[Rows from a dataset]

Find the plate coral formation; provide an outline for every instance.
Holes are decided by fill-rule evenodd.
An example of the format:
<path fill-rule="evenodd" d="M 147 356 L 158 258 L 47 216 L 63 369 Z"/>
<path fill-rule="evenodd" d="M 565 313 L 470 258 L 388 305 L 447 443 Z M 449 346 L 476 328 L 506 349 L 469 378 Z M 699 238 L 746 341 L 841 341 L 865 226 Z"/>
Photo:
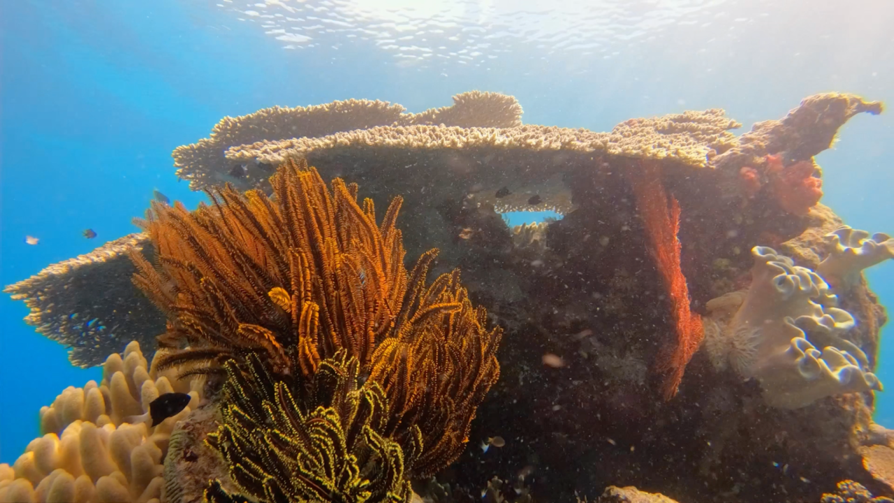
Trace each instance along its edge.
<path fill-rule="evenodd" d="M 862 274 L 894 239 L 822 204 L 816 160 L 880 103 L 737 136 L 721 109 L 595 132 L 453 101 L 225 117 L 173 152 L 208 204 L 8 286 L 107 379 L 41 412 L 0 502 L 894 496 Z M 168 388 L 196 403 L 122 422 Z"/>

**TASK TO COMPLETE:** Recast the lines above as a Markdown table with two columns, Row and Line, numbering each line and leaving out blank lines. Leave the pictures out of the answer.

**RESPONSE:**
| Row | Line |
|---|---|
| 1 | Find the plate coral formation; provide an outline for every instance. |
| 2 | Holes are decided by fill-rule evenodd. |
| 3 | An example of the format: |
| 4 | <path fill-rule="evenodd" d="M 147 356 L 158 258 L 47 216 L 63 369 Z"/> |
| 5 | <path fill-rule="evenodd" d="M 565 313 L 470 258 L 388 305 L 447 443 Z M 449 346 L 476 328 L 506 349 L 469 378 Z M 699 238 L 746 341 L 841 341 L 865 226 Z"/> |
| 6 | Photo: |
| 7 | Trace each instance along its edge. |
| 8 | <path fill-rule="evenodd" d="M 862 274 L 894 239 L 822 204 L 816 160 L 880 103 L 737 136 L 721 109 L 595 132 L 453 101 L 225 117 L 173 152 L 208 204 L 8 286 L 107 379 L 41 412 L 0 502 L 894 496 Z M 168 388 L 196 403 L 122 422 Z"/> |